→ **SET TASK**
Quote the lines below from the one containing "Thank you for the photograph above. Please mark the green mint" through the one containing "Target: green mint garnish", including both of those lines and nothing else.
++++ TASK INPUTS ++++
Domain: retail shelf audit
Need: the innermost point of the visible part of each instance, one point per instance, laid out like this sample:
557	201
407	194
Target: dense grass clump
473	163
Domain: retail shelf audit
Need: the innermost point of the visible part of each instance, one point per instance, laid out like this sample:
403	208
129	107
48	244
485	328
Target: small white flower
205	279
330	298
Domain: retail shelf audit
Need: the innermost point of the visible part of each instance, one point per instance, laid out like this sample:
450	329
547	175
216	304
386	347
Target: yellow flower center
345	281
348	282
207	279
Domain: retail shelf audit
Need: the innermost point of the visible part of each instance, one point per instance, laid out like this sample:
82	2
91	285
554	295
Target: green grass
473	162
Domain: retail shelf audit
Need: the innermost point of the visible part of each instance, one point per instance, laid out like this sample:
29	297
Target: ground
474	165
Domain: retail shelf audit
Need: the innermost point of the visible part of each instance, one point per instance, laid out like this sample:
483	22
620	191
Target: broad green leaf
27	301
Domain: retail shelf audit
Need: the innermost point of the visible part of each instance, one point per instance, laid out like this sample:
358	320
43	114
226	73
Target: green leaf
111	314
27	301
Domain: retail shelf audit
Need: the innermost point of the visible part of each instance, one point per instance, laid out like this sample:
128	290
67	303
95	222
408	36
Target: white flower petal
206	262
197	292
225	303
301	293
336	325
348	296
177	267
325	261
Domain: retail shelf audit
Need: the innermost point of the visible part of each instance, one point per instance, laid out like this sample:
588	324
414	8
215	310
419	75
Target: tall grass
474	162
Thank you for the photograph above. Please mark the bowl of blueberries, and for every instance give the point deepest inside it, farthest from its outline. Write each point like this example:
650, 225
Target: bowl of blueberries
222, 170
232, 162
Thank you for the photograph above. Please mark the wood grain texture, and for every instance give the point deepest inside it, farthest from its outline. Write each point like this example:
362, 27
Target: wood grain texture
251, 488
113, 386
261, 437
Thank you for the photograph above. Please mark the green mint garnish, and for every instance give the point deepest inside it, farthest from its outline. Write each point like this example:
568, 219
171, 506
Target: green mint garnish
++++
++++ TASK INPUTS ++++
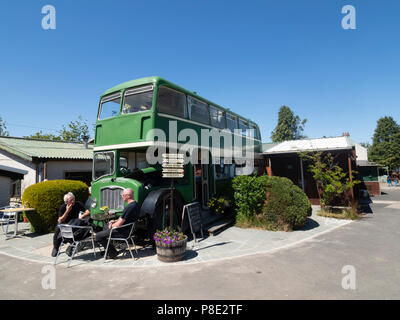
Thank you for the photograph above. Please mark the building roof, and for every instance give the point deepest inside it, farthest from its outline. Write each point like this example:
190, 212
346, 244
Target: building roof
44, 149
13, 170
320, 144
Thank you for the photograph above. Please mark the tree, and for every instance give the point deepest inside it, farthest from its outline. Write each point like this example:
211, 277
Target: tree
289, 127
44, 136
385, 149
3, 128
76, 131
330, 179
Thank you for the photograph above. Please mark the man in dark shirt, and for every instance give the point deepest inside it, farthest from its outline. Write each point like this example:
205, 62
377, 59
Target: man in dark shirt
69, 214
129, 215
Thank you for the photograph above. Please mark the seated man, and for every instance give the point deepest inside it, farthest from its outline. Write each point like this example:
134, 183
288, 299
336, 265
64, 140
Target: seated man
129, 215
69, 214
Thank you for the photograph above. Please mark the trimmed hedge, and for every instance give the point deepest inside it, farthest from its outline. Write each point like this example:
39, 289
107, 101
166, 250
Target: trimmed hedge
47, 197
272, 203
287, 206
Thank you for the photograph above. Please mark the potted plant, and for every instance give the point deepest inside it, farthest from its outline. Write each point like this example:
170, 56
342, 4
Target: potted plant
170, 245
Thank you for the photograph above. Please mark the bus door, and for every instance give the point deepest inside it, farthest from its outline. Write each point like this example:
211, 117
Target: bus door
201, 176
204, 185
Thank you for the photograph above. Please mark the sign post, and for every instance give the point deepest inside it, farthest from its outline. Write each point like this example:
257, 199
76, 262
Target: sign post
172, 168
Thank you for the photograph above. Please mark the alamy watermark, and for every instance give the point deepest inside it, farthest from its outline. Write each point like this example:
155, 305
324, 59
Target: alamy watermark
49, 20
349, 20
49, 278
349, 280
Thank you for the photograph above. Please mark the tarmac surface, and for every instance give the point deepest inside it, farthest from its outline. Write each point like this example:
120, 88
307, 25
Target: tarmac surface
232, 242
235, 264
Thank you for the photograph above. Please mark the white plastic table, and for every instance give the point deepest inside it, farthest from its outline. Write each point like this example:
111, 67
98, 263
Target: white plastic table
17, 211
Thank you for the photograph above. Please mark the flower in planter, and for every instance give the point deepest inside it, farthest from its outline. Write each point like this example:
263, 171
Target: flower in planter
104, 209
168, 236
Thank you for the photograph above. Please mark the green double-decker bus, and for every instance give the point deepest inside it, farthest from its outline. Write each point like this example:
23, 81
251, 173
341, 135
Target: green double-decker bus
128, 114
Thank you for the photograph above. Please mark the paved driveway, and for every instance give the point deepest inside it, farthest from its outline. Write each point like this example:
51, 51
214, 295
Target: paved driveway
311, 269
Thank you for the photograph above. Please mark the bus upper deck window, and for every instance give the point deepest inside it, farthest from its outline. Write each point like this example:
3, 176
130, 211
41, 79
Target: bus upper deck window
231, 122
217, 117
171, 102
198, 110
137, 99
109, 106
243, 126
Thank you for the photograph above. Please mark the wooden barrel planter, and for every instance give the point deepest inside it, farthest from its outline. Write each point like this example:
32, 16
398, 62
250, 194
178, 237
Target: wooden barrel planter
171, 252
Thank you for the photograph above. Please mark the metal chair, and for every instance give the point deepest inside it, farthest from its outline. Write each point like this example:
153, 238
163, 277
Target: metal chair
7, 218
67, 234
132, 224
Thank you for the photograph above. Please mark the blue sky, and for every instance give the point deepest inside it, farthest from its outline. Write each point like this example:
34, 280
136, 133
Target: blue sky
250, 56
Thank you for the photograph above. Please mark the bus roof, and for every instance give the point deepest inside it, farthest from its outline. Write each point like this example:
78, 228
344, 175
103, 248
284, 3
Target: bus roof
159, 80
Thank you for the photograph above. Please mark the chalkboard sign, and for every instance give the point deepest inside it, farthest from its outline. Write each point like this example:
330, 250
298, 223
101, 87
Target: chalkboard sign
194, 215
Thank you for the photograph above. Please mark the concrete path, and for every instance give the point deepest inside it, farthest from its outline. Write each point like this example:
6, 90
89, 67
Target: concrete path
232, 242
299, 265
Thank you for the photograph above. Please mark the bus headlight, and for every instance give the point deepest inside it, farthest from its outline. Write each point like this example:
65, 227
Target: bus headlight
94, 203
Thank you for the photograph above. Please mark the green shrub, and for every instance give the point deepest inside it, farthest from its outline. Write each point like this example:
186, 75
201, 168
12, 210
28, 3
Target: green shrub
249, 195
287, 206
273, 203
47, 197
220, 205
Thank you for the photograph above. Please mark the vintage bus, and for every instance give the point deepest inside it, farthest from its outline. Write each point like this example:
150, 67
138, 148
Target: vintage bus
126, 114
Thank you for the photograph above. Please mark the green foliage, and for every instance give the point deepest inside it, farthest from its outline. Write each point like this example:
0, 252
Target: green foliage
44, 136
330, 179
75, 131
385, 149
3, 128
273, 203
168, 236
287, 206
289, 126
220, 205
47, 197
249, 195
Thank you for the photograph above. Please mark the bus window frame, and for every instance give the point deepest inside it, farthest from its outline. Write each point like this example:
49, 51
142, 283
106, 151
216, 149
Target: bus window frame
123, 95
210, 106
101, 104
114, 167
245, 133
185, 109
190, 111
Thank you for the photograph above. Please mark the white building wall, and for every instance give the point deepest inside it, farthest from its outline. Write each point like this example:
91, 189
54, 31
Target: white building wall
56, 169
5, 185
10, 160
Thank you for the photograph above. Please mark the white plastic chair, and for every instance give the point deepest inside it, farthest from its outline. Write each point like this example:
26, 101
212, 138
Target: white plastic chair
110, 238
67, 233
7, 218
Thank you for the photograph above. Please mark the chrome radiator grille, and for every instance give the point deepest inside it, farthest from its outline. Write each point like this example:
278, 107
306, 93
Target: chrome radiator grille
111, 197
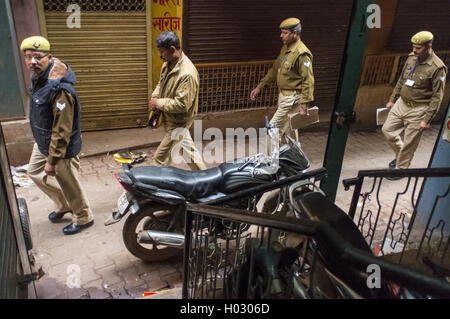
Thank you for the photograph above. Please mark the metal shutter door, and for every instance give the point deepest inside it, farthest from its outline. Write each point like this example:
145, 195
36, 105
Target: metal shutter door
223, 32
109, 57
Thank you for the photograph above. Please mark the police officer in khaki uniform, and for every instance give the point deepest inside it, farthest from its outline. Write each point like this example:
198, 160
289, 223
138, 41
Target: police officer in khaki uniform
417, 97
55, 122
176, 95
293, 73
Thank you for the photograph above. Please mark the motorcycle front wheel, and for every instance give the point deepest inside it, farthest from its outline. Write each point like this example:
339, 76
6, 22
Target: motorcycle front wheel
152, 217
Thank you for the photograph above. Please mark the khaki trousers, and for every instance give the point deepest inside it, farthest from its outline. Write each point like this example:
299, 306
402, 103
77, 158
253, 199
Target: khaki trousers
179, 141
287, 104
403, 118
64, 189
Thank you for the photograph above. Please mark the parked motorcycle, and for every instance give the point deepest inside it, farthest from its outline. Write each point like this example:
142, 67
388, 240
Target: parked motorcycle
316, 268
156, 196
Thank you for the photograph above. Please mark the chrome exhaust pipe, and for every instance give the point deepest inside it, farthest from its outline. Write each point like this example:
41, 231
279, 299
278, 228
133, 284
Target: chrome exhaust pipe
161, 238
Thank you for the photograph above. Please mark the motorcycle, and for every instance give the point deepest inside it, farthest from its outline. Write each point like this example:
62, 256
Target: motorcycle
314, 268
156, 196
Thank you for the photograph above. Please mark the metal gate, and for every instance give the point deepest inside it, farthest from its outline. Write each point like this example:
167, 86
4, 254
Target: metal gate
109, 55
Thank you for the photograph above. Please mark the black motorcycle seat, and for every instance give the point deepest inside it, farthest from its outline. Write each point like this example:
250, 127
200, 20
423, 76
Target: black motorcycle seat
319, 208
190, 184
++++
→ **FINISHED EXERCISE**
Thank you for the photograph above. Please mark the green mint garnish, and for every instance give the point deepest inside it, farthest from its outline. Write each point like this example:
568, 219
171, 506
Target: green mint garnish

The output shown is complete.